*** Opening Document passage ***
Lydia Sauer, MD, Named Moran Eye Center’s 2020 ARCS Foundation Utah Scholar

Oct 13, 2020 1:30 PM


Lydia Sauer, MD
Lydia Sauer, MD

Each year, the Achievement Rewards for College Scientists (ARCS) Foundation awards $15,000 to an incoming first-year Moran Eye Center resident to support research. This generous gift allows promising young researchers to continue moving forward with their work during residency. Moran then matches the award for the following two years of residency, providing a total of $45,000 to support research. 

Moran’s 2020 ARCS Scholar is an accomplished researcher who has already contributed to medical advances using new imaging technology to detect eye diseases earlier than ever before

Lydia Sauer, MD, completed medical school training at the Friedrich Schiller University in Jena, Germany, where she also pursued a doctoral degree in the Department of Experimental Ophthalmology. Her thesis focused on how a new retinal imaging technology, called fluorescence lifetime imaging ophthalmoscopy (FLIO), could be applied in basic science and clinical approaches. Her work received a prestigious thesis award by the German Ophthalmological Society. 

Lydia Sauer, MD, left, examines a patient using fluorescence lifetime imaging ophthalmoscopy (FLIO).
Lydia Sauer, MD, left, performs a scan using fluorescence lifetime imaging ophthalmoscopy (FLIO).

Groundbreaking Research to Better Understand Eye Disease

Sauer’s research in FLIO related to retinal carotenoids—antioxidants made by plants that are believed to neutralize light-induced damage in the eye—connected her with Moran’s Paul S. Bernstein, MD, PhD. She accepted a visiting scholar position, helping establish Moran as the first FLIO imaging and research center in the U.S.
*** Closing Document passage ***
Activity: Please copy the article on Lydia Sauer starting with "Moran’s 2020 ARCS" and going on through "German Ophthalmological Society.", changing "thesis" to "dissertation" throughout. Use only the article on Lydia Sauer to respond.
*** Opening Dataset records ***
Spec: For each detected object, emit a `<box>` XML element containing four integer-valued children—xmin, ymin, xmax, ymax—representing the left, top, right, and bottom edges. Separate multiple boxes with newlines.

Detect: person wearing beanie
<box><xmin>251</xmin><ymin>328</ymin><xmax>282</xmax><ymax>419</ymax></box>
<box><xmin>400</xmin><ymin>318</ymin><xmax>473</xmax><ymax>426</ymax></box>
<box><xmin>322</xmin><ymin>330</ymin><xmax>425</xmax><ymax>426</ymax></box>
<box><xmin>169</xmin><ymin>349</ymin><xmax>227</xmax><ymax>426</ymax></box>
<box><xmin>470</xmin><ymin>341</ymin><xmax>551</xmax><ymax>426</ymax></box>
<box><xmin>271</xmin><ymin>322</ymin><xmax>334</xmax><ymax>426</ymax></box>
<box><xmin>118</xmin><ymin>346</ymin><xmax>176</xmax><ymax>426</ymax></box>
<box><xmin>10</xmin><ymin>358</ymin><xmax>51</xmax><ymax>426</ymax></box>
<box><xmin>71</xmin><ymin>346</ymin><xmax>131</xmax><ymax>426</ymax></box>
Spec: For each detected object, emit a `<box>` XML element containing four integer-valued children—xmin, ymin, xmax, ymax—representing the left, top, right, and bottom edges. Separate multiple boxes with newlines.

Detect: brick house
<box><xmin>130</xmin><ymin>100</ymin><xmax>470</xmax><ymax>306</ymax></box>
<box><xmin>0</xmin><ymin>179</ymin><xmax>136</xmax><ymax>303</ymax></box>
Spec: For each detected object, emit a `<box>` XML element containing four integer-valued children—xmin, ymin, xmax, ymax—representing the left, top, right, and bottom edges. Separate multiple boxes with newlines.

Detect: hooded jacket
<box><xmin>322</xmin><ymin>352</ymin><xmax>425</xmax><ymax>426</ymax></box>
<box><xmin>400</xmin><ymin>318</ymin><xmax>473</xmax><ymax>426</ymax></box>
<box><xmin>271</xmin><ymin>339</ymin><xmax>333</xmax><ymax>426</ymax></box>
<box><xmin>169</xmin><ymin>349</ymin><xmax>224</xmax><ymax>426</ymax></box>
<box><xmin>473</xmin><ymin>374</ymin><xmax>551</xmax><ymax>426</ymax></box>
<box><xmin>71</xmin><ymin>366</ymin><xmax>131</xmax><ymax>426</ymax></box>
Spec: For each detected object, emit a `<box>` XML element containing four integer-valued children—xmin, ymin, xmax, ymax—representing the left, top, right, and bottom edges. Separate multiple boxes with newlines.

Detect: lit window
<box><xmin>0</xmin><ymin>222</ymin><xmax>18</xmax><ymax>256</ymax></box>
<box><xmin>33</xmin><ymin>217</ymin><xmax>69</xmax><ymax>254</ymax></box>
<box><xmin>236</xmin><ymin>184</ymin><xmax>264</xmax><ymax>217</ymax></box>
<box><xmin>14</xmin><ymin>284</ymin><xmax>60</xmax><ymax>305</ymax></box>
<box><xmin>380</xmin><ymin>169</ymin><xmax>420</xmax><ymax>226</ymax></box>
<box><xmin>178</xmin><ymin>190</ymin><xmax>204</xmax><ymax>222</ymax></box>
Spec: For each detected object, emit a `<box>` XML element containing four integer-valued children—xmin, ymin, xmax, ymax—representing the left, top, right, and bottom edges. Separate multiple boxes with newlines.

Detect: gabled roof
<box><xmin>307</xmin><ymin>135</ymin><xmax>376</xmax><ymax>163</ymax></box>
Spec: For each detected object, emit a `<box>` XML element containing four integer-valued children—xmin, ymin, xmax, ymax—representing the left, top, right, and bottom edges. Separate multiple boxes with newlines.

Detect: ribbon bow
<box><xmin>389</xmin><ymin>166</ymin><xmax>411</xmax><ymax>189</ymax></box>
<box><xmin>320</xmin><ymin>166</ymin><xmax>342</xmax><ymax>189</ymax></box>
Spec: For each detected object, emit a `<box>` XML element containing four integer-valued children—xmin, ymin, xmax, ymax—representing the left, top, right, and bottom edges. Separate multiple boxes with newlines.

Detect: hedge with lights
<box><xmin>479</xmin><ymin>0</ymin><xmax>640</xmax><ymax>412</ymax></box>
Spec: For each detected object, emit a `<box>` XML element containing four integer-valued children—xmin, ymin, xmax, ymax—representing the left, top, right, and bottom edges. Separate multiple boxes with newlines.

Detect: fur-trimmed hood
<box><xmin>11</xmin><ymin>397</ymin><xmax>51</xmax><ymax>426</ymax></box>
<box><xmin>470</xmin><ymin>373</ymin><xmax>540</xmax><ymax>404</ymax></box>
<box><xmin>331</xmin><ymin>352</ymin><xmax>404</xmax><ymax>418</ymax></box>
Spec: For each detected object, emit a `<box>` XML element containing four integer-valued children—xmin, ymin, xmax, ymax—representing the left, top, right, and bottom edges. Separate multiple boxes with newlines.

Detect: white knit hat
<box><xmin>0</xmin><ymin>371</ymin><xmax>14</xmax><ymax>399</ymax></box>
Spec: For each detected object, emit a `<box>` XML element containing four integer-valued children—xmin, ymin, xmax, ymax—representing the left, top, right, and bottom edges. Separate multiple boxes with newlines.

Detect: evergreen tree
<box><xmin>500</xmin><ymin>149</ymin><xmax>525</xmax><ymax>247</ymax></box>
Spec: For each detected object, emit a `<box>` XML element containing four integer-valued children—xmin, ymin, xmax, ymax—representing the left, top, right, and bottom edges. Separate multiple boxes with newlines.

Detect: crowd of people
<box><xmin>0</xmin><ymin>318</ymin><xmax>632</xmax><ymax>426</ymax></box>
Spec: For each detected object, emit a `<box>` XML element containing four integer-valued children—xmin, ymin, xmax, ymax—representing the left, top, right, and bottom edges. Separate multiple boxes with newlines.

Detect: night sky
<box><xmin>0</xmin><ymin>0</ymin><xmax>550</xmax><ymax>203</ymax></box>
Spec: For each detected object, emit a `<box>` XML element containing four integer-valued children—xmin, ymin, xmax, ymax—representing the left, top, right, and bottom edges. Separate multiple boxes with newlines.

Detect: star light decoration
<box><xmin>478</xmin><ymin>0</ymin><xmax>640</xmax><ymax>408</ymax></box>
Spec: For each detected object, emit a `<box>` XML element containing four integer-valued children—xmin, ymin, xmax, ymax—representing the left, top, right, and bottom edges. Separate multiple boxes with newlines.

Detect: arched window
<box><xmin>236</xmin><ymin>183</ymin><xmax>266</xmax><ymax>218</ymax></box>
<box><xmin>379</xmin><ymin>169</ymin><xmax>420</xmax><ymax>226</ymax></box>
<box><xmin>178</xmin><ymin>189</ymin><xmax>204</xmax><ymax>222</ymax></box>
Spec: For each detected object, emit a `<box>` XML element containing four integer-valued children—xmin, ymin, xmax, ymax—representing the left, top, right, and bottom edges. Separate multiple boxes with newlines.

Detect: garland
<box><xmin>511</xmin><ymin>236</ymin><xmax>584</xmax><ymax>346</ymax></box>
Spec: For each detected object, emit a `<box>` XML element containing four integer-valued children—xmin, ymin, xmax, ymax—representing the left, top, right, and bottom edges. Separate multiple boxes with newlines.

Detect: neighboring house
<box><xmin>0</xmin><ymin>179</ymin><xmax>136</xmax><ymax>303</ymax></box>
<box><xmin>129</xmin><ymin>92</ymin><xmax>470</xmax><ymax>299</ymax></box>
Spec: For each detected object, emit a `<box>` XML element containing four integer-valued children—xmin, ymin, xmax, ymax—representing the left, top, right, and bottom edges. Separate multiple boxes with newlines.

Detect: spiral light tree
*** Closing Dataset records ***
Result of this exercise:
Moran’s 2020 ARCS Scholar is an accomplished researcher who has already contributed to medical advances using new imaging technology to detect eye diseases earlier than ever before

Lydia Sauer, MD, completed medical school training at the Friedrich Schiller University in Jena, Germany, where she also pursued a doctoral degree in the Department of Experimental Ophthalmology. Her dissertation focused on how a new retinal imaging technology, called fluorescence lifetime imaging ophthalmoscopy (FLIO), could be applied in basic science and clinical approaches. Her work received a prestigious dissertation award by the German Ophthalmological Society.